• [AIM]: Reproduce the rows below that start with the one containing "Question. Mark every instance of the woman's forehead" and finish with the one containing "x=298 y=159", keeping both of those rows and copying each character unchanged. Leave out every other row.

>> start RAW DATA

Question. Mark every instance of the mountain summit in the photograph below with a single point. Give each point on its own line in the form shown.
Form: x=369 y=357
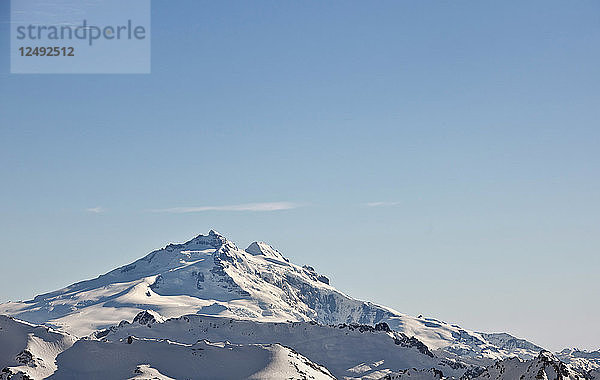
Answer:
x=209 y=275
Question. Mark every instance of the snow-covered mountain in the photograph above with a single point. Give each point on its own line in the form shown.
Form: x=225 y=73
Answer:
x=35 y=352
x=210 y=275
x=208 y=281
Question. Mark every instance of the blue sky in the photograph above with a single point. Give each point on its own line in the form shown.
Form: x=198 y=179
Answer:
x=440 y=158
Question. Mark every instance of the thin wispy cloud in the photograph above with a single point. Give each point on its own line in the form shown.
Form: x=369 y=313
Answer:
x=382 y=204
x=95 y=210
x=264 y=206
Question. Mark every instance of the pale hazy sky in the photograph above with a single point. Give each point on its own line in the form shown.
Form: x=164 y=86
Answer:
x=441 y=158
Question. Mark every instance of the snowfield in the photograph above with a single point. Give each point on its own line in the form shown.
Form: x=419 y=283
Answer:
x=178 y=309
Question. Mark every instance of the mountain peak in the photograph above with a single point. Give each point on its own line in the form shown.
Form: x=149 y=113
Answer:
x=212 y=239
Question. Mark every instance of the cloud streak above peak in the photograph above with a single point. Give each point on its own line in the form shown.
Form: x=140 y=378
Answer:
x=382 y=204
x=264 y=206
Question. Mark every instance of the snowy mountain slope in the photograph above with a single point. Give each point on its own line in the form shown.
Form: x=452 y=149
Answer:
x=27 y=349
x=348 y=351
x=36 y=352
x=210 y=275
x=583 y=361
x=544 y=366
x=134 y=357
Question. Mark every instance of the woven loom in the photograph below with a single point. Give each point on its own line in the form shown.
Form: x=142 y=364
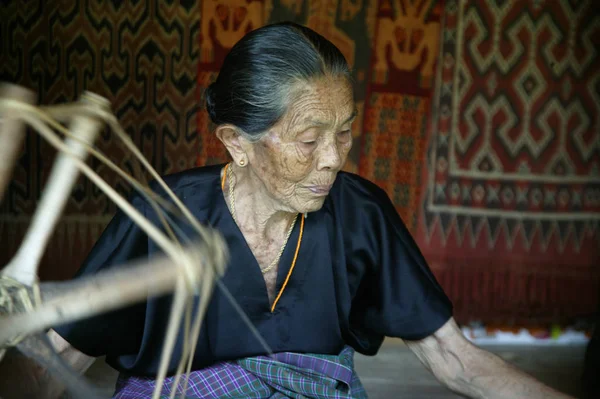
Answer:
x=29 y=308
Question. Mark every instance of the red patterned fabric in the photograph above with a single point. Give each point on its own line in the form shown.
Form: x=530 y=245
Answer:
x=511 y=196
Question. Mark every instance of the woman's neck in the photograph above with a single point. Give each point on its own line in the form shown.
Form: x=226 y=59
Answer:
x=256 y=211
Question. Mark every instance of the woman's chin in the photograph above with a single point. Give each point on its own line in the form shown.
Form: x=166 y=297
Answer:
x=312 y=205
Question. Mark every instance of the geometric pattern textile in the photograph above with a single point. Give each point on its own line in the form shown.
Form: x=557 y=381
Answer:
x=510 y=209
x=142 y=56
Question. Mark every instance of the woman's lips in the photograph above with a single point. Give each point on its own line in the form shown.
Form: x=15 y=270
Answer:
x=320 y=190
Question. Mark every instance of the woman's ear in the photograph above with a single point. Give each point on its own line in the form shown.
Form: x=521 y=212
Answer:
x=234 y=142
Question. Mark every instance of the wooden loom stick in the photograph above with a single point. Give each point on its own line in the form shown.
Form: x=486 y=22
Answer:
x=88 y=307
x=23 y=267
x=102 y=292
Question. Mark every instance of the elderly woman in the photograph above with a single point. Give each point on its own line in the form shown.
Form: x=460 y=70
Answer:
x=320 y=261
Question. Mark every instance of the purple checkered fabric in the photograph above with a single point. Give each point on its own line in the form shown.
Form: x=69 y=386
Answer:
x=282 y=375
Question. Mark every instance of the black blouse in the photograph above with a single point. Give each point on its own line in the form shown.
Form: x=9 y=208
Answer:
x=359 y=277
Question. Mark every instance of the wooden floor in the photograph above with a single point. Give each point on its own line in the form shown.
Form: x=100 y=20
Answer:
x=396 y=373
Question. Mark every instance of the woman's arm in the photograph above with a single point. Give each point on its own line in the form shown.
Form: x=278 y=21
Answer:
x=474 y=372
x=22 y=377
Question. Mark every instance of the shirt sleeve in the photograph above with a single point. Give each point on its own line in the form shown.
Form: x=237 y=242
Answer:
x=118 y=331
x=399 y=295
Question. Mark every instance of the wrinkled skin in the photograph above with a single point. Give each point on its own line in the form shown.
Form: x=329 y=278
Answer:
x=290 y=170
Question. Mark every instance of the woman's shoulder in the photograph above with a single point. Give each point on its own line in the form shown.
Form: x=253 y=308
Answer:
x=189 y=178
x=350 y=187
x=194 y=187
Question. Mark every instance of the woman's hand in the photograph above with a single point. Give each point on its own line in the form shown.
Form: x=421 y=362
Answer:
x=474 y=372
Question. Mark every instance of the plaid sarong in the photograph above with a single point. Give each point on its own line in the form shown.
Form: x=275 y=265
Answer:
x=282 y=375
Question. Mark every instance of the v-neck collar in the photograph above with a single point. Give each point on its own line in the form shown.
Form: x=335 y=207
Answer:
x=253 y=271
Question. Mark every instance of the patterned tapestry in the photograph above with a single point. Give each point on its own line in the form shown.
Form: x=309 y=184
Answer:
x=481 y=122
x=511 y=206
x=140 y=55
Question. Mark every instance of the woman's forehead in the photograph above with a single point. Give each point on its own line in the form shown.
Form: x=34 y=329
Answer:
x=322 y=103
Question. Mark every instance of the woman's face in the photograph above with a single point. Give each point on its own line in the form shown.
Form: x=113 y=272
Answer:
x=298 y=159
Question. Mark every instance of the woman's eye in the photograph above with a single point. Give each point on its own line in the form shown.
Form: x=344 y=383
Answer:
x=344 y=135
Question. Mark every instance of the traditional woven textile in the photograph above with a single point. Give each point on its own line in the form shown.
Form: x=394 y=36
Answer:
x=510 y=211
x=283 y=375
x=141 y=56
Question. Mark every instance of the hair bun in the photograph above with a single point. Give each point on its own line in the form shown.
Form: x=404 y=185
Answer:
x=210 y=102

>> end RAW DATA
>> start RAW DATA

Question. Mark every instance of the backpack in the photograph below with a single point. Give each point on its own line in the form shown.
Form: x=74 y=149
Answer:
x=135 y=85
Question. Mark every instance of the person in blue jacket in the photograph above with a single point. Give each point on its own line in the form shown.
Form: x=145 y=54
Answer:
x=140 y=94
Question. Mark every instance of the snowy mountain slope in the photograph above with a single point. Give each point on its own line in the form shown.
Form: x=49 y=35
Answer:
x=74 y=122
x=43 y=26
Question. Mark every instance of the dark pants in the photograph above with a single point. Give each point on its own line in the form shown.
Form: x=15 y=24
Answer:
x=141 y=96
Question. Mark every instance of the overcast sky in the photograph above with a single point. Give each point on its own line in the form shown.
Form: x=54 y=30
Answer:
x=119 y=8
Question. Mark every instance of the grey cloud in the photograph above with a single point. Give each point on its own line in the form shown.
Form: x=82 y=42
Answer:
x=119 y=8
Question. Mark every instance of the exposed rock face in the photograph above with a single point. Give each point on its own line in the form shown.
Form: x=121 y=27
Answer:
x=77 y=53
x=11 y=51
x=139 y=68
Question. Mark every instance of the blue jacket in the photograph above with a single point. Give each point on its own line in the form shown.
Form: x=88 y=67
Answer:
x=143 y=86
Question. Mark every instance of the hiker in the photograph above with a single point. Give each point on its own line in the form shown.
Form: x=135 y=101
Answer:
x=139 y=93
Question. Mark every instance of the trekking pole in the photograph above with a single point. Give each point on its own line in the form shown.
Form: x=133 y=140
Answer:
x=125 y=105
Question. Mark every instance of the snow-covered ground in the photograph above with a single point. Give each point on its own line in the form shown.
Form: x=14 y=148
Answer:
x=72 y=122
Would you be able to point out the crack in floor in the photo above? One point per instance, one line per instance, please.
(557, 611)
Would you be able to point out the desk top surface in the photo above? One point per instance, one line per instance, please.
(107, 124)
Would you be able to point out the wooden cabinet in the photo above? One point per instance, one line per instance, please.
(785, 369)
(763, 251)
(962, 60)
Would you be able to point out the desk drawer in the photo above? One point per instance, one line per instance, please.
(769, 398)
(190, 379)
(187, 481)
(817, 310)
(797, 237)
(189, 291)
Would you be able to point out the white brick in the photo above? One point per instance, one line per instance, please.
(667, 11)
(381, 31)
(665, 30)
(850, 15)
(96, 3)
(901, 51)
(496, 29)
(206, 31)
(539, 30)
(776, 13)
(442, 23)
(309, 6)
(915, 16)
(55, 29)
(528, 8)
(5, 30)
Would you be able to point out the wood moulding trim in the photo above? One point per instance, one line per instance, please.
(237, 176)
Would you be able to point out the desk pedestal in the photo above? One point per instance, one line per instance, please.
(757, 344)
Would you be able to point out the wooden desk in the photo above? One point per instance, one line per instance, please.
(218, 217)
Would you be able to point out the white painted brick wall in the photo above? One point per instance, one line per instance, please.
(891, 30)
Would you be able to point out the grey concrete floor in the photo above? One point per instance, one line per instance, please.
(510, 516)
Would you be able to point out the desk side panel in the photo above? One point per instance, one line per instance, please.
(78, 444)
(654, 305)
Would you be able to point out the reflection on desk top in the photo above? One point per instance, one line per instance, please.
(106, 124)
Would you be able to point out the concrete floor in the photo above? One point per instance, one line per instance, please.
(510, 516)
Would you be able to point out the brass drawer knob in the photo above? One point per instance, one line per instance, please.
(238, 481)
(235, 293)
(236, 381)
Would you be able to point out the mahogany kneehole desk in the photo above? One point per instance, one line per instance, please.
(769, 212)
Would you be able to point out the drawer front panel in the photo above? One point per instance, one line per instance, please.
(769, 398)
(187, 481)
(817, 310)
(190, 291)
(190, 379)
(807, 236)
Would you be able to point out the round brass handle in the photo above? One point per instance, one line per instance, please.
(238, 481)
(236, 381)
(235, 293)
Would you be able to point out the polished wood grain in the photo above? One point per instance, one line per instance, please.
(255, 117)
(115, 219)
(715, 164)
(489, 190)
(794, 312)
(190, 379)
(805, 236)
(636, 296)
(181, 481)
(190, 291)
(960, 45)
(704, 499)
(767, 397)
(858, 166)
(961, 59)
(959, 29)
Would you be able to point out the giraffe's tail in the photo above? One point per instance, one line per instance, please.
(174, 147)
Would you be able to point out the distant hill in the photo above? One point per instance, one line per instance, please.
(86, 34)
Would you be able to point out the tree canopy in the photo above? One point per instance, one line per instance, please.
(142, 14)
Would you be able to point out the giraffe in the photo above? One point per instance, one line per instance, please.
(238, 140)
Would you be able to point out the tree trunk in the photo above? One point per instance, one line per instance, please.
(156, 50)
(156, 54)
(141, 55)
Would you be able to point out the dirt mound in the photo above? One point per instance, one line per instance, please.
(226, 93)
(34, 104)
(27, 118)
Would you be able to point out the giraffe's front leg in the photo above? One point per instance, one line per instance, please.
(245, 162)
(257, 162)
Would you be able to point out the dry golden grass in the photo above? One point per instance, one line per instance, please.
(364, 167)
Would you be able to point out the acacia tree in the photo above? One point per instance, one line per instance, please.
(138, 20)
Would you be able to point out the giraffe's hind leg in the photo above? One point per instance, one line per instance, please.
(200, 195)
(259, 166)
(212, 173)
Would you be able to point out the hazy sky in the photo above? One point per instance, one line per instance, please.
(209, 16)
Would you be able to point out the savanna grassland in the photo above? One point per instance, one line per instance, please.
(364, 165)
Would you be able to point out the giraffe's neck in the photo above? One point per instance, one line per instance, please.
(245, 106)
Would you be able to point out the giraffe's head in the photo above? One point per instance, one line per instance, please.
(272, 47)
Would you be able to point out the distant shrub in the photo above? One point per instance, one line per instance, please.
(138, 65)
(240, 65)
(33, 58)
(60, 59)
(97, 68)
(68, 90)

>> end RAW DATA
>> start RAW DATA

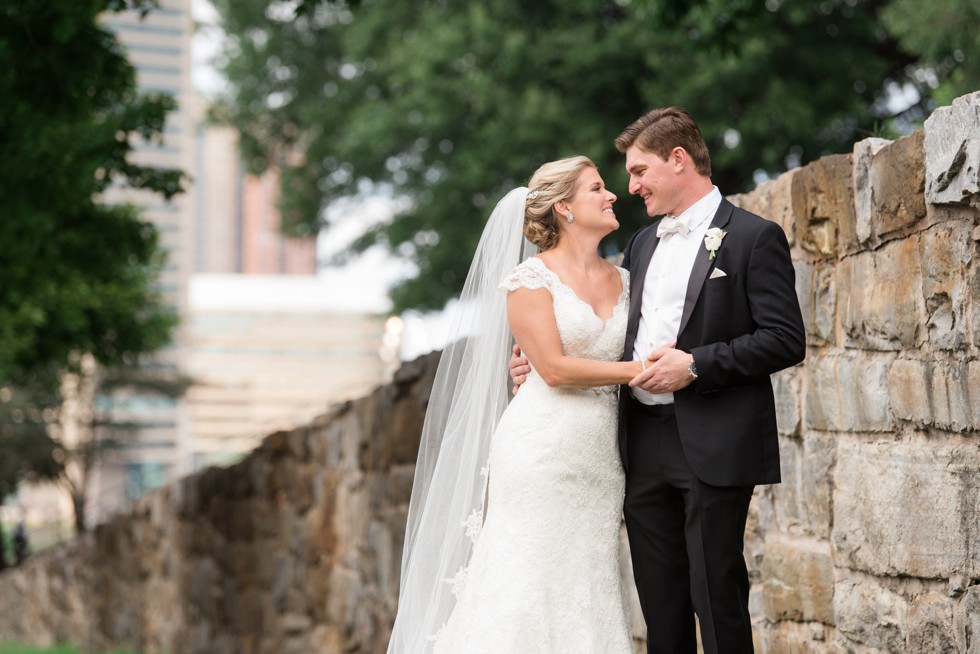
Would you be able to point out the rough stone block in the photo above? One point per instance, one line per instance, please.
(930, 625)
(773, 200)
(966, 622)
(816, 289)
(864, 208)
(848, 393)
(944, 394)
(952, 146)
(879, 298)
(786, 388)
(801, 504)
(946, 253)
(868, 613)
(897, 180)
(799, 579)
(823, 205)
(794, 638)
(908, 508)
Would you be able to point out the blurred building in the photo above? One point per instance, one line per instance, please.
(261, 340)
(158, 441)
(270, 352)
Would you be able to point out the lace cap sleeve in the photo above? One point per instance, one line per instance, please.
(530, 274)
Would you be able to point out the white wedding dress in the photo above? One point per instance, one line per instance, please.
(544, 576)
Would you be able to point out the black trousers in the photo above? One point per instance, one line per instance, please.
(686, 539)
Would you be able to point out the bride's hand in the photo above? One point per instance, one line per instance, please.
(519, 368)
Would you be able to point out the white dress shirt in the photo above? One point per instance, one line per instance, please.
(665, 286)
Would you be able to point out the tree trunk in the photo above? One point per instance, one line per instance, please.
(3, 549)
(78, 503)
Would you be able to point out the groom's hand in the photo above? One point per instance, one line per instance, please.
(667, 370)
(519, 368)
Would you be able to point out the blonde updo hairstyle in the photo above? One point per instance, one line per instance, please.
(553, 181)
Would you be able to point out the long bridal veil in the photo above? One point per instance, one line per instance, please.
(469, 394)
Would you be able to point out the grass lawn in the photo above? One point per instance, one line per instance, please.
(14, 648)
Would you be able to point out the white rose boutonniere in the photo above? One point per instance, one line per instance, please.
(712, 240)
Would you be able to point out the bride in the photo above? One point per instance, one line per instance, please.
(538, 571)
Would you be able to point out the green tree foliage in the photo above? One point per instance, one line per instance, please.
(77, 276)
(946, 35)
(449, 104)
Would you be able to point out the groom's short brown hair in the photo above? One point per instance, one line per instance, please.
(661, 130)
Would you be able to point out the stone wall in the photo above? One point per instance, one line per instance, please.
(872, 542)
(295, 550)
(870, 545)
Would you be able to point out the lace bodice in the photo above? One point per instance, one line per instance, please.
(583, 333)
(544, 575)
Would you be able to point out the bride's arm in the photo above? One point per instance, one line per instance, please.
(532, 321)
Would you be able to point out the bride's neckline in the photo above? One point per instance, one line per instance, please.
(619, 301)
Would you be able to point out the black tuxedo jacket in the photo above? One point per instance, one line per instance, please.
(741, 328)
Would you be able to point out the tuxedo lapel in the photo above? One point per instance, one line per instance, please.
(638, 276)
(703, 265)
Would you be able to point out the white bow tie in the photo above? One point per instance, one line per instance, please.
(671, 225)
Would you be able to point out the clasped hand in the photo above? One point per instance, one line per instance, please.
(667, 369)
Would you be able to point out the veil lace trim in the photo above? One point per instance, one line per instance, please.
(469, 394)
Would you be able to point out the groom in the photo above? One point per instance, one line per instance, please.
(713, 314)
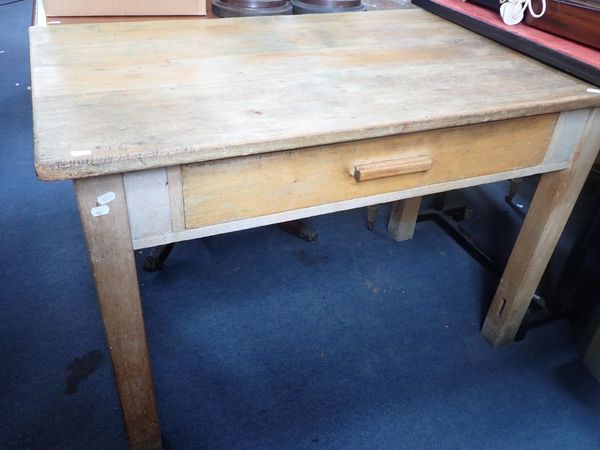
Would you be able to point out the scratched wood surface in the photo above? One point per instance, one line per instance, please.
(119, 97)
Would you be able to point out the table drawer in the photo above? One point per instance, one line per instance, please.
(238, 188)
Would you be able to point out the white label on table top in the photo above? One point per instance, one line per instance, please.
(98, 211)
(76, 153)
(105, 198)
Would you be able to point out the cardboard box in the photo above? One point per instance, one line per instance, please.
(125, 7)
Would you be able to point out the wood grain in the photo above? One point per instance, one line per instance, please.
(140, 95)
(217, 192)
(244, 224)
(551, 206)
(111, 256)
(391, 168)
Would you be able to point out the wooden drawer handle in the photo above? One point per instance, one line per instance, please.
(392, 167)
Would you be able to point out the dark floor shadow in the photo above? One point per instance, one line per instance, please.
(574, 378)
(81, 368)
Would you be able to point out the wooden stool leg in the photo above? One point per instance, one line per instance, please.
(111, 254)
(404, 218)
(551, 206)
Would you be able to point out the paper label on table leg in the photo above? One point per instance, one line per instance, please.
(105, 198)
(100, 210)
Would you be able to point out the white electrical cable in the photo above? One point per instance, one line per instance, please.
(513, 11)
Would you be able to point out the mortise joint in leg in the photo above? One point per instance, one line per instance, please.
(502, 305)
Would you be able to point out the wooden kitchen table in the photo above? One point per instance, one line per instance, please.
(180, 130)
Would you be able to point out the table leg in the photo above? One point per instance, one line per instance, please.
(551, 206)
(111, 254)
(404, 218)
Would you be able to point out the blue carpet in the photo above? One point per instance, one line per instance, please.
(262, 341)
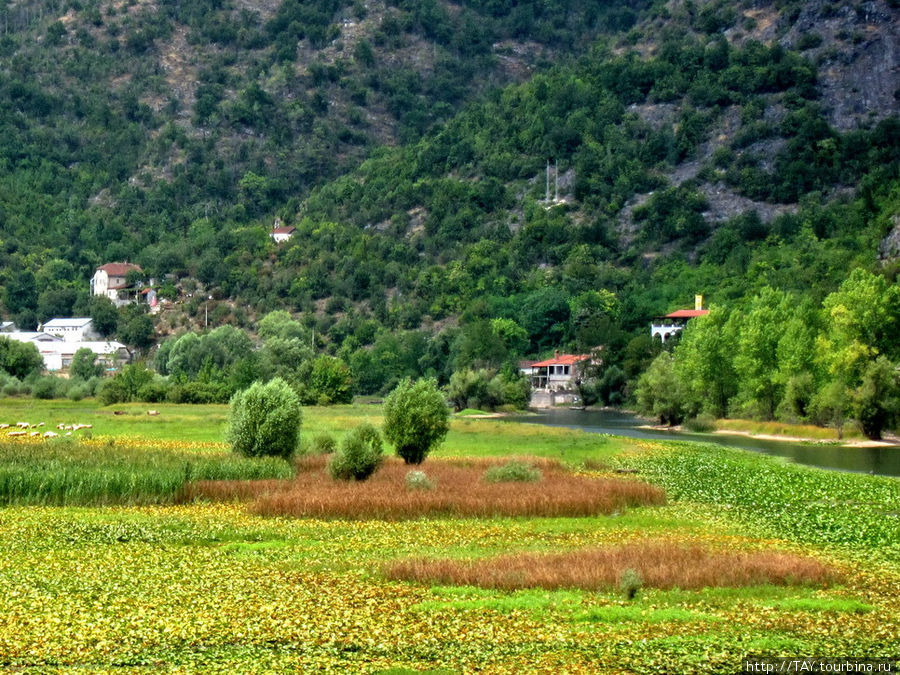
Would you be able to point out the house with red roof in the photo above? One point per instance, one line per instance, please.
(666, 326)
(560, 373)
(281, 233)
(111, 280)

>> end RAW DATA

• [EXERCISE RESULT]:
Question. Mark every instance of the woman's forehead in the photograph above with a single point. Give each point on its own line in the form shown.
Form: x=34 y=329
Answer:
x=322 y=103
Question. Mark every instance of the woman's face in the photograph above with a single point. Give each point on its own line in the form shown.
Form: x=113 y=272
Answer:
x=298 y=159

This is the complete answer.